Uno
degli innumerevoli aspetti controversi delle missioni Apollo riguarda il fatto che la Nasa potesse calcolare il punto esatto di rientro nell’atmosfera e
quindi anche dell’ammaraggio nell’Oceano pacifico. Per comprendere l’enorme complessità dell’operazione bisogna tener presente che durante la fase di ritorno gli astronauti
dovevano accendere il motore del Modulo di Servizio quando si trovavano ancora nella
parte nascosta della Luna, ed imprimere la spinta dei motori con l’esatta accelerazione
che gli avrebbe consentito di vincere l’attrazione lunare. Tralasciando il
fatto che lo schema di rientro avrebbe dovuto essere ben diverso (con una
grande iperbole nel viaggio di andata ed una più piccola per il ritorno) la domanda è la seguente : “Com’era possibile calcolare
il punto di rientro sulla Terra se, in rapporto alla loro posizione nel momento
della spinta dalla parte opposta alla Luna, la Terra si trovava in una
posizione sconosciuta?” Sarebbe stata un’impresa enorme anche solo riuscire a individuare
esattamente la traiettoria verso la Terra senza perdersi nello spazio, visto
che era necessario azzeccare un angolo di incidenza tangente all’atmosfera
terrestre con un margine di errore inferiore ad un grado e senza poter
comunicare con il centro di controllo visto che il contatto radio con
Houston veniva reso impossibile dalla
presenza della Luna stessa che impediva l’impulso radio diretto verso la Terra.

* DATI FORNITI:
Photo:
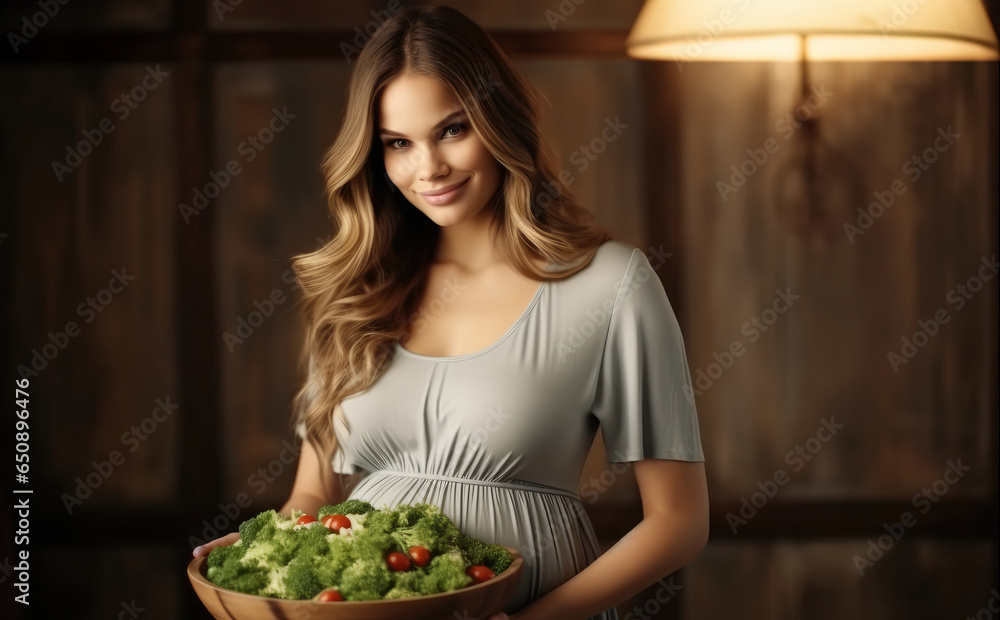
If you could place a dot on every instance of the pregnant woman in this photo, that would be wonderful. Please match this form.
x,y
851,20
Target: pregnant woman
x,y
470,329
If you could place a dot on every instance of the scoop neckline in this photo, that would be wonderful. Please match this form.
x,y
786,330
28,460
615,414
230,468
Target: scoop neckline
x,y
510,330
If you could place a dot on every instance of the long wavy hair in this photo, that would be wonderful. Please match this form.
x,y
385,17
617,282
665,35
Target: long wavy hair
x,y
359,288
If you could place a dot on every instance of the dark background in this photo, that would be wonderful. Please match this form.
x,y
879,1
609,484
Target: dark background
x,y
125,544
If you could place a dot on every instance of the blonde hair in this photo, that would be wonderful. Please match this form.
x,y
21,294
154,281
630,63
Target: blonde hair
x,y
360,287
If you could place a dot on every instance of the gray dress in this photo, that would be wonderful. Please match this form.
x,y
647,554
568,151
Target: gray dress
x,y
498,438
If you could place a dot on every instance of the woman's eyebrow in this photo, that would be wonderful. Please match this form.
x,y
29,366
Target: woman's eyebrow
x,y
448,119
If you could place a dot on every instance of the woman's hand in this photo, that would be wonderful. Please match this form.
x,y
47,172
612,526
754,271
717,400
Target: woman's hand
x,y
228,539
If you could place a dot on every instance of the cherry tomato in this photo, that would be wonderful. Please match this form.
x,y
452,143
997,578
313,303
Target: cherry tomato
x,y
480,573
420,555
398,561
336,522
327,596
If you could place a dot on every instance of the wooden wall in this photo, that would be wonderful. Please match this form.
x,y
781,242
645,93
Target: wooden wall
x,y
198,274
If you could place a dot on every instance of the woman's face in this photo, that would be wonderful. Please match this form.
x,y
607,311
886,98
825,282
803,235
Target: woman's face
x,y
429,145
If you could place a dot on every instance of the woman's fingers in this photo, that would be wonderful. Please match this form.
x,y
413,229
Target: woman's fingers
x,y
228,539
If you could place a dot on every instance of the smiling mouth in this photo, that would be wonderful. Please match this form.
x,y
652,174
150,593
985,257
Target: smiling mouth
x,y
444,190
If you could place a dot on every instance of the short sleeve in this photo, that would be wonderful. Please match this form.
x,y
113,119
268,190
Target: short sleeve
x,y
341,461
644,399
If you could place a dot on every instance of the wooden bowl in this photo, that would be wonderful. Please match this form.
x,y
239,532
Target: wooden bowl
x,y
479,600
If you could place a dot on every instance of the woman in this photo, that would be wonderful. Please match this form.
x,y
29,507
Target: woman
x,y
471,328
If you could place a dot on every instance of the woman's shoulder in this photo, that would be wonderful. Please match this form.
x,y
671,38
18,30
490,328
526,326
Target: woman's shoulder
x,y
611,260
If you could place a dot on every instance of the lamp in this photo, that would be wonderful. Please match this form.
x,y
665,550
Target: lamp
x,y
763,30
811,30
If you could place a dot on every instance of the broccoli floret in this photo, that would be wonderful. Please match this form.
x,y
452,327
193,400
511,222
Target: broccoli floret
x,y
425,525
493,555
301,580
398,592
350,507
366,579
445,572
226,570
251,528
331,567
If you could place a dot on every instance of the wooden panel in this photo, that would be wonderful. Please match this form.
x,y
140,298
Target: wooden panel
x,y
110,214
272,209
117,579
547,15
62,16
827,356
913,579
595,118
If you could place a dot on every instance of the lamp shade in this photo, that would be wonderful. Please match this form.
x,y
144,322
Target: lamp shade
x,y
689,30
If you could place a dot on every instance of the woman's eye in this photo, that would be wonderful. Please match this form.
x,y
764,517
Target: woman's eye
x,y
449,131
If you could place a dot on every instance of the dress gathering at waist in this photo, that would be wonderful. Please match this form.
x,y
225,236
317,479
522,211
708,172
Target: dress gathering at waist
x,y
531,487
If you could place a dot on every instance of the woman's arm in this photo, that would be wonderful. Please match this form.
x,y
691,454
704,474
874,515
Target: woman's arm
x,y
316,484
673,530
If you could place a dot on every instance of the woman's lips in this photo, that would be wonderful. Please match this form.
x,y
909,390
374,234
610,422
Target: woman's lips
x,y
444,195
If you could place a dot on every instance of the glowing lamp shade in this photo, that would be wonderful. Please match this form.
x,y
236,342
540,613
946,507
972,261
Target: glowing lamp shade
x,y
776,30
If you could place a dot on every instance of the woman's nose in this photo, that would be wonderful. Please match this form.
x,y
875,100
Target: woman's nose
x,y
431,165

* * *

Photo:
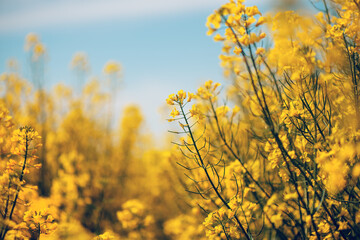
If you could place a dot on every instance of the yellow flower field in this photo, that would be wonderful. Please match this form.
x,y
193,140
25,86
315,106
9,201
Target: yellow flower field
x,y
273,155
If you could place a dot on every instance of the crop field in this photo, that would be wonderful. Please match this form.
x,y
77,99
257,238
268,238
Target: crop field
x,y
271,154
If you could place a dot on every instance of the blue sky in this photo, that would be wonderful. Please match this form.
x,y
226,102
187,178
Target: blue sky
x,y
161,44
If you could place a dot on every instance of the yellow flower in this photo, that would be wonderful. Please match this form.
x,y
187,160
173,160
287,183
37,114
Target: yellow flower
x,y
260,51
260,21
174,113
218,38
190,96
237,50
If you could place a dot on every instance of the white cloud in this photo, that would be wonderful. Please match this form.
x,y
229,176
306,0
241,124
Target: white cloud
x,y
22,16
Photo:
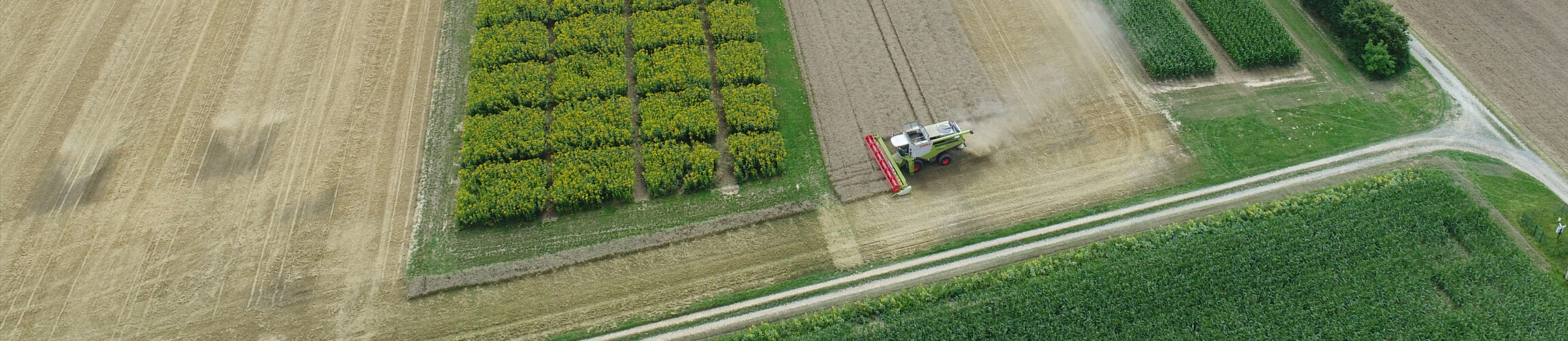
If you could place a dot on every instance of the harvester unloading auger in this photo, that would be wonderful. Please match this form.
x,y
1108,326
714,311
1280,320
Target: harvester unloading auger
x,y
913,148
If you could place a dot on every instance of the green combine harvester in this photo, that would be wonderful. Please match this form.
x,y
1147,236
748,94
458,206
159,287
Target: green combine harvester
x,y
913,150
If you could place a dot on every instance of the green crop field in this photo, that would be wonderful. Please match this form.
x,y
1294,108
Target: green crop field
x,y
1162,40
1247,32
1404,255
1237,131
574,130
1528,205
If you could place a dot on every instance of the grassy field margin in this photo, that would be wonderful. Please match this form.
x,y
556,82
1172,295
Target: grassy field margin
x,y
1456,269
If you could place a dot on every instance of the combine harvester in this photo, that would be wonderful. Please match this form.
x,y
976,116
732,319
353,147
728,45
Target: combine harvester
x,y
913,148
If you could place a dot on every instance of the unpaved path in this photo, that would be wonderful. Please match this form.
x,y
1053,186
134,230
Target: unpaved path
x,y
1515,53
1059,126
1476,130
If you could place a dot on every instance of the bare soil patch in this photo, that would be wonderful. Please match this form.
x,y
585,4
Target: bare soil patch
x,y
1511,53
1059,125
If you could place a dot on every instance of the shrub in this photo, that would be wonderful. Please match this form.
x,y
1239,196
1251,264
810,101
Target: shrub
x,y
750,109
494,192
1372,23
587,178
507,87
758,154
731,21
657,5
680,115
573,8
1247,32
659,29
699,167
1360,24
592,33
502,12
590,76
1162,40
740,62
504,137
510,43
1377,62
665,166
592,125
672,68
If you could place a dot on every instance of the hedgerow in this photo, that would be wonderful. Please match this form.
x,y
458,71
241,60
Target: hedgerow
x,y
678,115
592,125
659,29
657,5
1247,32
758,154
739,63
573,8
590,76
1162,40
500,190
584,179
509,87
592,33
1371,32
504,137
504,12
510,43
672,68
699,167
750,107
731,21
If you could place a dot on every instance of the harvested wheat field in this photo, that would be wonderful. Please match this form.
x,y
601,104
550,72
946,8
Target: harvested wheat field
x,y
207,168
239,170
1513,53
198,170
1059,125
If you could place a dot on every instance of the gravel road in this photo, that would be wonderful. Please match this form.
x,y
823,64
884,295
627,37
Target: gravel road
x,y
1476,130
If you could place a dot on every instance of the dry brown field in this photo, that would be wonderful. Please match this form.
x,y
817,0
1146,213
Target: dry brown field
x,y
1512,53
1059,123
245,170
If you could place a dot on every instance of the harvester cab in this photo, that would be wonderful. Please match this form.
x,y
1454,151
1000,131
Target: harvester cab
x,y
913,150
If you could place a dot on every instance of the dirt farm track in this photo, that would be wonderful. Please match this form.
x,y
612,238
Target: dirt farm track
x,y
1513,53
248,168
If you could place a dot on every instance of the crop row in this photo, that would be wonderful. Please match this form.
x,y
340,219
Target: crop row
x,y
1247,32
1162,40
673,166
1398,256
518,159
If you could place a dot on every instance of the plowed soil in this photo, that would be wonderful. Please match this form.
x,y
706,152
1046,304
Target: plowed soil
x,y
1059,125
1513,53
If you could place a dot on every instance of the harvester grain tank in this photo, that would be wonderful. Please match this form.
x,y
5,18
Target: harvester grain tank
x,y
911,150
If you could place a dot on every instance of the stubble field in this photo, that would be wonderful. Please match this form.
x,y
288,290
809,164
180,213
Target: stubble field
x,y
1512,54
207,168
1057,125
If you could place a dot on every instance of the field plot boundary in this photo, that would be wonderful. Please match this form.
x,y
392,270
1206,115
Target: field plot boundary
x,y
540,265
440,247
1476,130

* CONSEGNA: Continua l'estratto sul rientro delle missioni Apollo dopo la sua ultima frase. Per svolgere il compito non occorre consultare i record.

* RISPOSTA:
Figuriamoci, poi programmare il rientro della missione in rapporto alla
rotazione terrestre il cui calcolo a sua volta avrebbe dovuto tener conto
di una lunghissima serie di variabili dovute principalmente:
-
alla somma di tutte le velocità della navetta con l’accelerazione in andata dei
primi due stadi;
-
all’esatta traiettoria orbitale terrestre;
-
all’esatta spinta del terzo stadio in rapporto al momento della posizione di
inizio spinta;
-
al calcolo dell’esatta ellitticità del lunghissimo viaggio di andata;
-
alla rotazione orbitale esatta attorno alla Luna in rapporto alla distanza
dalla superficie per ogni orbita lunare;
-
al calcolo esatto al millesimo della velocità di rotazione;
-
alla esatta accensione e spinta del modulo di servizio in rapporto al peso
residuo comprensivo delle rocce lunari raccolte;
-
alla esatta traiettoria ellittica di ritorno,
-
alla sua velocità progressiva nel viaggio automatico ellittico di ritorno;
Tutto ciò, al fine di
arrivare all’appuntamento del contatto con l’atmosfera terrestre mentre la
Terra si trovava nella posizione esatta tale da consentire il loro rientro nell’oceano
Pacifico, in un punto ben definito e determinato dalla sommatoria di tutte le
distanze, i tempi e la velocità, compresi il numero delle rotazioni orbitali lunari
stabilite precedentemente in rapporto alla posizione della Terra dall’ora del
lancio, fino alla sua esatta posizione nel momento del rientro in rapporto a
tutti i tempi e velocità ed ai percorsi
ellittici con le esatte distanze da percorrere in ciascuna missione
pianificata. E riuscire sempre perfettamente in un tale calcolo dalla loro
prima missione con l’Apollo 8 e le sue 10 orbite lunari fino all’ultima con le
sue 75 orbite! Insomma: non è proprio, materialmente possibile, soprattutto
se pensiamo che nel 1969 a bordo della navicella non c’era nemmeno un personal
computer degno di questo nome. Sarebbe stato meno inverosimile se almeno in una
delle missioni Apollo avessero fatto una o più orbite lunari (di circa due ore)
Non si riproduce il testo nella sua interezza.